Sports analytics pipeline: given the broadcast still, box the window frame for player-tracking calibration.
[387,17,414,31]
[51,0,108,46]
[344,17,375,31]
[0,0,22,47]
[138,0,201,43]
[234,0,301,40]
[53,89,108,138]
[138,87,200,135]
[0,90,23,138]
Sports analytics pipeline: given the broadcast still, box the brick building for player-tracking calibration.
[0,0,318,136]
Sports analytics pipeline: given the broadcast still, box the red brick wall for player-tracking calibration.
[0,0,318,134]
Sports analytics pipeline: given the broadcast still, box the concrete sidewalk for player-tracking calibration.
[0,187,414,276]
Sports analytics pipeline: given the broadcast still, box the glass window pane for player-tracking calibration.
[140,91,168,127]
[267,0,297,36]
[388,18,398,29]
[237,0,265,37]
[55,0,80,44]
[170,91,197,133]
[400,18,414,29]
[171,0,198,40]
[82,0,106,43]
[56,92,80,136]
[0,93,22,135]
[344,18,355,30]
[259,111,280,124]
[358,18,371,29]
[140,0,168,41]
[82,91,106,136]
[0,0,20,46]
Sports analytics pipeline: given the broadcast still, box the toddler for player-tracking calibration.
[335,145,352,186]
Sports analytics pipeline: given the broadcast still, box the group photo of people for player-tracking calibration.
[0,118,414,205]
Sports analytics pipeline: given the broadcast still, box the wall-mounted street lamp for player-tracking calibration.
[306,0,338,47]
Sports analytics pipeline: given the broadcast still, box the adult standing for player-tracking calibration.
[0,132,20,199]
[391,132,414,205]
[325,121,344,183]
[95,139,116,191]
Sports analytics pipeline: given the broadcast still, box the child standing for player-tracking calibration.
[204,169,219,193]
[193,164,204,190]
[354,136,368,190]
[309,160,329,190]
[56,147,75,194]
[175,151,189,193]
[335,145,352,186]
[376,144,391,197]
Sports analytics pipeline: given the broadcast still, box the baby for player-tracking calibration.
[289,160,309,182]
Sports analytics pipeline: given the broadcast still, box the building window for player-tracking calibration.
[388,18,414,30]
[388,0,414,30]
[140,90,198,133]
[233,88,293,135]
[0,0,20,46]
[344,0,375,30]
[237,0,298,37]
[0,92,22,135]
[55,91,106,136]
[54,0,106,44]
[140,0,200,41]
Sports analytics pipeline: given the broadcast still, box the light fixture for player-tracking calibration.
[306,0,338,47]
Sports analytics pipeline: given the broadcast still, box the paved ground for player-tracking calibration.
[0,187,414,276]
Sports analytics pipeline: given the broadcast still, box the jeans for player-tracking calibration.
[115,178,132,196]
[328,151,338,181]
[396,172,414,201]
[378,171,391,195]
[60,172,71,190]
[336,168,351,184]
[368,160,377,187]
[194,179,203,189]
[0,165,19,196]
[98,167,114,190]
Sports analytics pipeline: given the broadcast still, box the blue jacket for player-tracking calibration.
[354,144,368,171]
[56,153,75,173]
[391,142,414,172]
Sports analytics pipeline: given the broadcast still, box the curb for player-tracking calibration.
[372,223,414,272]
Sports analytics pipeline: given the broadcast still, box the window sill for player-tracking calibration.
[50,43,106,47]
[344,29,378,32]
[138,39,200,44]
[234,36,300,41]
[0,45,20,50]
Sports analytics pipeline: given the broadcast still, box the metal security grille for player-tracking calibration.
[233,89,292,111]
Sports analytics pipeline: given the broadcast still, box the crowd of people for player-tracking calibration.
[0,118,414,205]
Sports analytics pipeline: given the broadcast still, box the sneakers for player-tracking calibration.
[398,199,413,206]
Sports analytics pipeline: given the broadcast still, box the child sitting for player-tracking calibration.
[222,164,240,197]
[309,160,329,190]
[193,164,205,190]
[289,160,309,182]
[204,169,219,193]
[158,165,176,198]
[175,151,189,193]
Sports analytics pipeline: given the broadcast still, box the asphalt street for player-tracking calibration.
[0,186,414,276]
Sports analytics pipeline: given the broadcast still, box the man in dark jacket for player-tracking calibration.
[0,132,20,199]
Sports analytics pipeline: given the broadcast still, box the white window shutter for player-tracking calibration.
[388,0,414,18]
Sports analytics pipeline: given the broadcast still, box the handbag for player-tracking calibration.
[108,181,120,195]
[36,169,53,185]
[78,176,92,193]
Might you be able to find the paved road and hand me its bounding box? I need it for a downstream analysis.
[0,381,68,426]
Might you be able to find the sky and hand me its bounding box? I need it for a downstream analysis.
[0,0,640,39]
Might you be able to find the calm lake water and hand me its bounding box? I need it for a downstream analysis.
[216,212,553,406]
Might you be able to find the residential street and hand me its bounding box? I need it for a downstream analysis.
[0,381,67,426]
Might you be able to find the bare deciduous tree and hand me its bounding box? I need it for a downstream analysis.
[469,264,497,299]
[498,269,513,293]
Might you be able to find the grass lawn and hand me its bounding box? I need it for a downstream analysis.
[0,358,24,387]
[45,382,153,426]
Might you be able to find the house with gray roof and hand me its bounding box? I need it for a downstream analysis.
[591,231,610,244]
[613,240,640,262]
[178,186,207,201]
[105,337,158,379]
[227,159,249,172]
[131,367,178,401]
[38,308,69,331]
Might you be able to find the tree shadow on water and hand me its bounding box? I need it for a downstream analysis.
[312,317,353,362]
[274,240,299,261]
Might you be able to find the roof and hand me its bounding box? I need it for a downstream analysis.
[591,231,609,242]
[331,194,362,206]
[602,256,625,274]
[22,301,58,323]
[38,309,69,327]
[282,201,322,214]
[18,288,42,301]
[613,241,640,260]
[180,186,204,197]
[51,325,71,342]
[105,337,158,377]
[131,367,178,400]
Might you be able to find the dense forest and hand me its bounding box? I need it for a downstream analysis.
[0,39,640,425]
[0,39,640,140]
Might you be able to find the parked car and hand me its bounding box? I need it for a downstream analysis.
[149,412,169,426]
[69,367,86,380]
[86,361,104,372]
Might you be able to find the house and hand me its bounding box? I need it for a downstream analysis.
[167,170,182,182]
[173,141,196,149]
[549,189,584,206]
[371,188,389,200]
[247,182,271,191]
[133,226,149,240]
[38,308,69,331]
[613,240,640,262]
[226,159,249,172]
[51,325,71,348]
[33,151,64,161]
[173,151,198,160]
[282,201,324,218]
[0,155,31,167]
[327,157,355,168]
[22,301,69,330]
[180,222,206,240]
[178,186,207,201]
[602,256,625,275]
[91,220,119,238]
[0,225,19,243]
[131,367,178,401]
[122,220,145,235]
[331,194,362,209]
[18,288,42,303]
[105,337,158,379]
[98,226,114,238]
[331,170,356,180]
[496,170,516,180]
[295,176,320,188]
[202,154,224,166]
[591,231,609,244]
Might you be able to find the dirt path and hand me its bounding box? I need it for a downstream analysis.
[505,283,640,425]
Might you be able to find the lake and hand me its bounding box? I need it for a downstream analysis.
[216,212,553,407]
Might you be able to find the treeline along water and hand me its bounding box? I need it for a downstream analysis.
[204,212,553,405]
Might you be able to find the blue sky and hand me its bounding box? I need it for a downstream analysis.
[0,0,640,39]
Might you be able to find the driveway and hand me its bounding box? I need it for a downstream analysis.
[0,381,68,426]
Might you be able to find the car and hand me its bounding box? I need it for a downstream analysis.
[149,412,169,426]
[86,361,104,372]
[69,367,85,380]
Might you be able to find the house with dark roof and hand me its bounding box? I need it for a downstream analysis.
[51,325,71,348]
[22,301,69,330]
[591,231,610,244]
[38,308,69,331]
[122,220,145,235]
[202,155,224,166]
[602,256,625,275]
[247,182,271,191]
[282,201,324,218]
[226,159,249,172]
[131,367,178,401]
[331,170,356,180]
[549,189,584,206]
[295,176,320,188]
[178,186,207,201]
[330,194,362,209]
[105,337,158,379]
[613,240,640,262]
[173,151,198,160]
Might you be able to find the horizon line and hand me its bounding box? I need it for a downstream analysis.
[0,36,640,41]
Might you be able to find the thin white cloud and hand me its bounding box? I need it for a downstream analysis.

|---|

Rewrite everything from the line containing "Might you be able to find the blue" down to the line containing "[69,367,85,380]", swapping "driveway" for "paved lane" and leaving everything else unchanged.

## ANSWER TO THE EXERCISE
Might you be able to find the blue sky and hand me its bounding box? I need it for a downstream analysis.
[0,0,640,39]
Might you be able to find the paved lane and hand me its bounding box? I need it for a downstream analysis.
[0,381,68,426]
Might you be able to find the car and hand me its bounding box? I need it for a downstream analysis.
[149,412,169,426]
[86,361,104,372]
[69,367,85,380]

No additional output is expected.